- _SOURCE_:
The biggest change comes at the Interior Ministry, where outgoing Budget Minister Gérald Darmanin takes over. Like new Prime Minister Jean Castex, who was appointed on Friday, Darmanin is a conservative who is close to former President Nicolas Sarkozy.
The line-up does not suggest a major political reinvention. Its most notable innovation is the importance given to managing economic recovery across the board, by expanding several ministries like the Finance Ministry, the Ministry of Labor and the Ministry of Environment.
Unlike in his two previous government line-ups, Macron has not recruited new, high-profile figures from the traditional parties. Instead, the new Cabinet attempts to maintain Macron’s tenuous balance of combining left- and right-wing policies, though some of its highest-profile ministers are former conservative party members.
The new Cabinet also includes at least two ministers with ongoing court cases despite an initial promise by Macron that members of his government would be above reproach.
Darmanin, the new interior minister, is under investigation over an allegation of rape, which he denies. He replaces Christophe Castaner, a close Macron ally who has been embattled for many months, most recently losing the trust of police unions.
The new justice minister is a firebrand high-profile lawyer, Eric Dupond-Moretti, who has a difficult relationship with the judiciary, and is currently suing for what he alleges was illegal snooping into his communications.
Amélie de Montchalin, the outgoing junior minister for European affairs, is promoted to become minister of transformation and the public sector, a kind of whip for the government in charge of delivering results. There was no immediate announcement of her successor as secretary of state for European affairs.

- _PROVIDED MATERIAL_:
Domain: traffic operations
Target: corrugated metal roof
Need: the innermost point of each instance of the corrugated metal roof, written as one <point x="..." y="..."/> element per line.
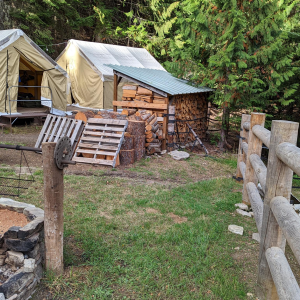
<point x="101" y="55"/>
<point x="160" y="80"/>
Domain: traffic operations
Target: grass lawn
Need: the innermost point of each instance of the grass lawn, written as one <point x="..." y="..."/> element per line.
<point x="160" y="234"/>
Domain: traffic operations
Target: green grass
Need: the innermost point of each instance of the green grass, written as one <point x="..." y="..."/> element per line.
<point x="121" y="241"/>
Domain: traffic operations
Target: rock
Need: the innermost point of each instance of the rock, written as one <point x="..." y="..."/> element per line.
<point x="243" y="213"/>
<point x="2" y="259"/>
<point x="14" y="259"/>
<point x="236" y="229"/>
<point x="31" y="228"/>
<point x="15" y="283"/>
<point x="22" y="245"/>
<point x="14" y="205"/>
<point x="255" y="236"/>
<point x="12" y="232"/>
<point x="3" y="251"/>
<point x="33" y="253"/>
<point x="179" y="155"/>
<point x="296" y="206"/>
<point x="29" y="265"/>
<point x="242" y="206"/>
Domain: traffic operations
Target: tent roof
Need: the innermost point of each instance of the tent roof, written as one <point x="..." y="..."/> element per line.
<point x="160" y="80"/>
<point x="8" y="37"/>
<point x="100" y="55"/>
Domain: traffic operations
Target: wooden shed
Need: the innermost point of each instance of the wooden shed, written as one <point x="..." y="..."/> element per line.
<point x="173" y="100"/>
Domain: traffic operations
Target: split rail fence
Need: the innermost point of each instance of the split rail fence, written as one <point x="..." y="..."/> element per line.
<point x="276" y="220"/>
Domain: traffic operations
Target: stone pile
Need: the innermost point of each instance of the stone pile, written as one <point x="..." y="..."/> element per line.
<point x="21" y="253"/>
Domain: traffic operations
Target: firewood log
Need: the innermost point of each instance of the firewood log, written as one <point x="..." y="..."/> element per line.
<point x="153" y="122"/>
<point x="139" y="146"/>
<point x="136" y="127"/>
<point x="127" y="143"/>
<point x="84" y="115"/>
<point x="145" y="116"/>
<point x="150" y="119"/>
<point x="127" y="157"/>
<point x="152" y="140"/>
<point x="128" y="112"/>
<point x="139" y="113"/>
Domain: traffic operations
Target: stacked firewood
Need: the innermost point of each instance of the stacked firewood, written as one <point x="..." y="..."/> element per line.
<point x="133" y="147"/>
<point x="191" y="108"/>
<point x="137" y="93"/>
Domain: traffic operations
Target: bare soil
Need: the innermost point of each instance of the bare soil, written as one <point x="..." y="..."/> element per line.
<point x="10" y="218"/>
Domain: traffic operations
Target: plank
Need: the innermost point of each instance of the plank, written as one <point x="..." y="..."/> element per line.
<point x="290" y="155"/>
<point x="254" y="147"/>
<point x="279" y="182"/>
<point x="116" y="135"/>
<point x="54" y="130"/>
<point x="289" y="223"/>
<point x="60" y="129"/>
<point x="260" y="170"/>
<point x="93" y="161"/>
<point x="256" y="204"/>
<point x="97" y="152"/>
<point x="140" y="104"/>
<point x="284" y="279"/>
<point x="103" y="128"/>
<point x="94" y="139"/>
<point x="106" y="121"/>
<point x="49" y="129"/>
<point x="96" y="146"/>
<point x="41" y="135"/>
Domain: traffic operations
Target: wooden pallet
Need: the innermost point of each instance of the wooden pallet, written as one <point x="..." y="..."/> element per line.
<point x="56" y="127"/>
<point x="102" y="139"/>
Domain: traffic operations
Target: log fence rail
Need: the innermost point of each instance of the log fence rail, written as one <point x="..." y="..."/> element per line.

- _WRITTEN TASKS_:
• 1. In the article on the new French Cabinet, who takes over the Interior Ministry?
• 2. Do these statements agree with the article on the new French Cabinet? Answer yes or no for each, quoting the words that decide it. (a) Jean Castex was appointed prime minister on Friday. (b) For this Cabinet, Macron brought in new, high-profile figures from the traditional parties. (c) Amélie de Montchalin's successor for European affairs was announced right away.
• 3. Extend the article on the new French Cabinet, picking up after its final sentence.
The listing has no connection to the text about the new French Cabinet.

- _FINAL ANSWERS_:
• 1. Outgoing Budget Minister Gérald Darmanin.

• 2.
(a) Yes: "new Prime Minister Jean Castex, who was appointed on Friday"
(b) No: "Macron has not recruited new, high-profile figures from the traditional parties"
(c) No: "There was no immediate announcement of her successor as secretary of state for European affairs"

• 3.
A new ministerial position was also created: minister of the sea. The ministry is meant to reflect environmental and biodiversity concerns but also the geopolitics of France’s relationship with China, as France has territories in the Pacific, according to an Elysée official.
Barbara Pompili — a former member of the Green party who served as secretary of state for biodiversity from 2016 to 2017, before joining Macron’s party La République en Marche as an MP — is the new environment minister.
Castex, the new prime minister, replaced Edouard Philippe, who served as Macron’s head of government for the first three years of his term.
Macron and Castex spent much of the weekend making calls and meeting to put together the new government. They will announce additional secretaries of state, the most junior ministerial rank in the Cabinet, in the coming days.
In another sign of the even more assertive role Macron intends to play for the rest of his term, he will lay out his coming priorities on July 14 — a few days before the new prime minister outlines the government’s guiding policies. Castex had said on Friday that he would deliver that speech this week.
This article has been updated.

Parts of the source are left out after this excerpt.